In the United States, where almost two-thirds of U.S. banks are earning less than their cost of capital, investors will have to wait three to five years for returns on equity (ROE) to return to historical averages of 10 to 12 percent, Daruvala said.

Banks cannot control central bank interest rate cuts that are squeezing their net interest margins but have only themselves to blame for outdated business models and internal cultures that fall short of customer needs and perceived societal values, the report says.

“MASSIVE” COST CUTS

Banks that rely heavily on trading and other capital markets activities are particularly challenged because of regulatory changes eradicating their proprietary trading models, according to the report. It prescribes “massive cost cutting” to supplement what has already occurred at the capital markets giants.

Retail banks, however, face decreasing customer loyalty and business banks “no longer enjoy structurally lower funding costs than many of their large corporate clients,” the study says.

Compounding banks’ problems are technologies that make it much easier for new competitors to steal customers. Wal-Mart Stores Inc  and American Express Co  on Monday announced a joint venture to provide financial services through a prepaid debit card aimed primarily at low-income customers.

US banks had an average ROE of 7 percent last year, up from 6.2 percent in 2010 as credit quality gradually improved, but “are still far from earning their cost of equity,” McKinsey said. Even if interest rates rise and banks reprice their services upward, they are “unlikely to return ROE to acceptable levels” any time soon, the report said.

Rows of box annotation data
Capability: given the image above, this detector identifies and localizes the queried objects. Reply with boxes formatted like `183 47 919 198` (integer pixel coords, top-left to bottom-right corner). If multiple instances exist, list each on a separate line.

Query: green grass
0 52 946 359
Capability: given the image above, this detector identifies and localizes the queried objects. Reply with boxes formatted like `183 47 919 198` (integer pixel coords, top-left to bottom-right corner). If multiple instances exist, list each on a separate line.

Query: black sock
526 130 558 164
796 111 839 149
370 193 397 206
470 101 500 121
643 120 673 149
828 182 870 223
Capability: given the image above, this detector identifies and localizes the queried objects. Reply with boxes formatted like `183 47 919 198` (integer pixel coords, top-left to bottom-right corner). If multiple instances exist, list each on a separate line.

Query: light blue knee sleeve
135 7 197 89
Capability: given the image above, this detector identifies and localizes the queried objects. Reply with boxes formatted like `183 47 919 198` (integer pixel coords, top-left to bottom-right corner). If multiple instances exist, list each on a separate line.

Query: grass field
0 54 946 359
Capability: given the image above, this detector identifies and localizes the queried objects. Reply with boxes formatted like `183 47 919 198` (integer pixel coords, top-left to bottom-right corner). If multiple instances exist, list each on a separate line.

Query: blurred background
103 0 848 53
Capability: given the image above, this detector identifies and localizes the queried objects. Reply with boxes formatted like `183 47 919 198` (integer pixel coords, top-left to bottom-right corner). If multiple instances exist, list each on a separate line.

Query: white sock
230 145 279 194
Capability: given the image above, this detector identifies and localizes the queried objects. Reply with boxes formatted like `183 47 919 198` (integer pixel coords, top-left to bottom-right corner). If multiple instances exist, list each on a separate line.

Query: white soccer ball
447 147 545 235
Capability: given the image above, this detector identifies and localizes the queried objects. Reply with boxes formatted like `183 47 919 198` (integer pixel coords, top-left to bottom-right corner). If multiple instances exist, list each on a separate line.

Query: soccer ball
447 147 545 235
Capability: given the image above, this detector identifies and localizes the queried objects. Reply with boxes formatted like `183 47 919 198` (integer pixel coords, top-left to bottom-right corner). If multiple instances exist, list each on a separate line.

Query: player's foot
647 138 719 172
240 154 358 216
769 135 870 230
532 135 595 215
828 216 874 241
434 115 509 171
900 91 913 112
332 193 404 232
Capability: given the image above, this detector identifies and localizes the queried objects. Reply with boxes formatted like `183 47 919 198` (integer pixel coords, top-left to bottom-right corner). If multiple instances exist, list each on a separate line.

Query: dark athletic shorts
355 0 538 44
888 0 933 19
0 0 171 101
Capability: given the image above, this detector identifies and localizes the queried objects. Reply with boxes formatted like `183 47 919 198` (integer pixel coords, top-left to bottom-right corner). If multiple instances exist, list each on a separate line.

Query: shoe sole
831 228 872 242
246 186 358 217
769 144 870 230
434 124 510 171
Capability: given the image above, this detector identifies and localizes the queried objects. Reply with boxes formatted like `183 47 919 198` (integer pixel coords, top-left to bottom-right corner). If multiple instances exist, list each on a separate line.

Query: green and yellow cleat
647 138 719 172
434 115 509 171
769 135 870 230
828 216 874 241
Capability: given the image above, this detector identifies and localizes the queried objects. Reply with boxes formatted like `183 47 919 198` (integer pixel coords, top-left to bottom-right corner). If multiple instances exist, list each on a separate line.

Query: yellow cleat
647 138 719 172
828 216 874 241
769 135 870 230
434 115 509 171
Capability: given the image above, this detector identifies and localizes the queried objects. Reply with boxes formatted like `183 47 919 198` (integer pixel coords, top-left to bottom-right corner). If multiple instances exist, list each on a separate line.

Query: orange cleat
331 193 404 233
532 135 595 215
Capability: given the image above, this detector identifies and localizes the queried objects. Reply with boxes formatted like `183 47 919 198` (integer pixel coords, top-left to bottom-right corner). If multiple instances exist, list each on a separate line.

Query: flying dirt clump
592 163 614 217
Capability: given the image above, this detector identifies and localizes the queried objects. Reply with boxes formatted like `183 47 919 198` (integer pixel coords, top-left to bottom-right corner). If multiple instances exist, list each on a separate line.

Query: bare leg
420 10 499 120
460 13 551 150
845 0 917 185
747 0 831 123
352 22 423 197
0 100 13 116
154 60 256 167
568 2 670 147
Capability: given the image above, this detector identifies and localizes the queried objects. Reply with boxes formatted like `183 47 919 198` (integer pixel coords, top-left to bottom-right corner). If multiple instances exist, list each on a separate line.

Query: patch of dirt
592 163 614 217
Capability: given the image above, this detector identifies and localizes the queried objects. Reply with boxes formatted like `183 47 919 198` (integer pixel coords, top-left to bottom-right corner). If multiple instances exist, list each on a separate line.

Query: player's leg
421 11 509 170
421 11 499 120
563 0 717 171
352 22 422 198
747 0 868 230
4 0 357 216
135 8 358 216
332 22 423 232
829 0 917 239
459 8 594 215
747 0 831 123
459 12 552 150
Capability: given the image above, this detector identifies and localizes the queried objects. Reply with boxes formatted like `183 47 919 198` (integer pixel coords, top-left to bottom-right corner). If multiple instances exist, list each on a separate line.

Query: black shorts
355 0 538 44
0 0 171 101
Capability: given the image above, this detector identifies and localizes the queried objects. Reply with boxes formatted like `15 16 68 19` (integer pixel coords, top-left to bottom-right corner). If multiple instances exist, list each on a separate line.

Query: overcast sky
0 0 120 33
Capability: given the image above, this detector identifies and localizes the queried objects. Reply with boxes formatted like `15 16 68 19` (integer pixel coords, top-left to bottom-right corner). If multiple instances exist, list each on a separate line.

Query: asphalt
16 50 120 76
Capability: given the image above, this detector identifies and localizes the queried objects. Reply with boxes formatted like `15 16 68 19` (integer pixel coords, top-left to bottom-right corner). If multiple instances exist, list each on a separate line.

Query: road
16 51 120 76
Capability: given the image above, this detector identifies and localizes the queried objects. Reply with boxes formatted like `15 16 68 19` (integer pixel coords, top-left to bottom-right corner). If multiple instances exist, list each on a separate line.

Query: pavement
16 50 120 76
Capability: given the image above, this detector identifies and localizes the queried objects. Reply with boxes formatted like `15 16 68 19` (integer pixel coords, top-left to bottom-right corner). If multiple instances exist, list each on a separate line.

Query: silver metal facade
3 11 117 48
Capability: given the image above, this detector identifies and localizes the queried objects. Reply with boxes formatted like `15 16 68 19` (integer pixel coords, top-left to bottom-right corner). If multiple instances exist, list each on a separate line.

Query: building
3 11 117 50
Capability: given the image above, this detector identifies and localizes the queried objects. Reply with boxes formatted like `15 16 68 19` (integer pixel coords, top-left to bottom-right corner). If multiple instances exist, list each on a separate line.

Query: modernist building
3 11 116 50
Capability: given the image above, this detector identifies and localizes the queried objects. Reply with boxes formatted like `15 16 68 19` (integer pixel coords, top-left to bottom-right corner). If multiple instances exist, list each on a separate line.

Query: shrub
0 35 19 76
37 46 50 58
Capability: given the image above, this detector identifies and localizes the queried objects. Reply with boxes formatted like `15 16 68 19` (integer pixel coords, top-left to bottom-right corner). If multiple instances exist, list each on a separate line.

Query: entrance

▶ [PROBLEM SET]:
1. Return the section of the bank profitability passage between "Banks cannot control" and "the report says.", inclusive.
2. According to the bank profitability passage, why are banks that lean heavily on trading and capital markets work especially challenged? Answer in one to three sentences.
3. Continue the passage on bank profitability from the point where it stops.
The data stands apart from the bank profitability passage and is its own material.

▶ [EXERCISE ANSWERS]:
1.
Banks cannot control central bank interest rate cuts that are squeezing their net interest margins but have only themselves to blame for outdated business models and internal cultures that fall short of customer needs and perceived societal values, the report says.

2. Regulatory changes are eradicating their proprietary trading models. For that reason the report calls for "massive cost cutting" beyond what the capital markets giants have already done.

3.
Expenses for US  banks last year exploded to 68 percent of total income from 60 percent in 2010 while revenue grew just one percent, according to the study.

Bank revenue globally rose 3 percent to $3.4 trillion in 2011 from the previous year, slowing from a 9 percent rise from 2009 to 2010. Returns on equity last year fell to an average of 7.6 percent from the low double-digits and profit fell by 2 percent.

INVESTORS CHOKE

Investors’ doubts remain strong.

More than two-thirds of publicly traded banks in developed markets now trade “significantly” below book value, according to McKinsey, and the average price of insurance against bond defaults for 124 banks sampled by McKinsey rose to the highest level on record last year.

Bank stock prices globally last year traded at 11 times earnings, down from 15 in 2007.

Some analysts challenged the dire report. Focusing on conventional double-digit returns to shareholders when interest rates and funding costs are at historic lows is irrational, said Richard Bove, an analyst at Rochdale Securities.

“Anyone who says that banks should be making traditional returns on equity today when the ten-year Treasury is around 1.6 percent has got to explain themselves,” he said.

Bove said he was excluding the outlook for banks that are heavily involved in capital markets such as Goldman Sachs Group and Morgan Stanley.

Sanford Bernstein analyst Brad Hintz, in a note to clients last week, said few trading units anywhere are generating returns and echoed McKinsey’s pessimism about the outlook for their profitability. “Simply cutting compensation ratios and implementing technological improvements may not be enough to reach a target ROE,” he wrote.

The good news is that banks that adapt can prosper by financing infrastructure projects that are expected to grow 60 percent by 2020, the report says, and by selling advice and retirement products to aging populations in developed nations and core banking services to new customers in emerging markets.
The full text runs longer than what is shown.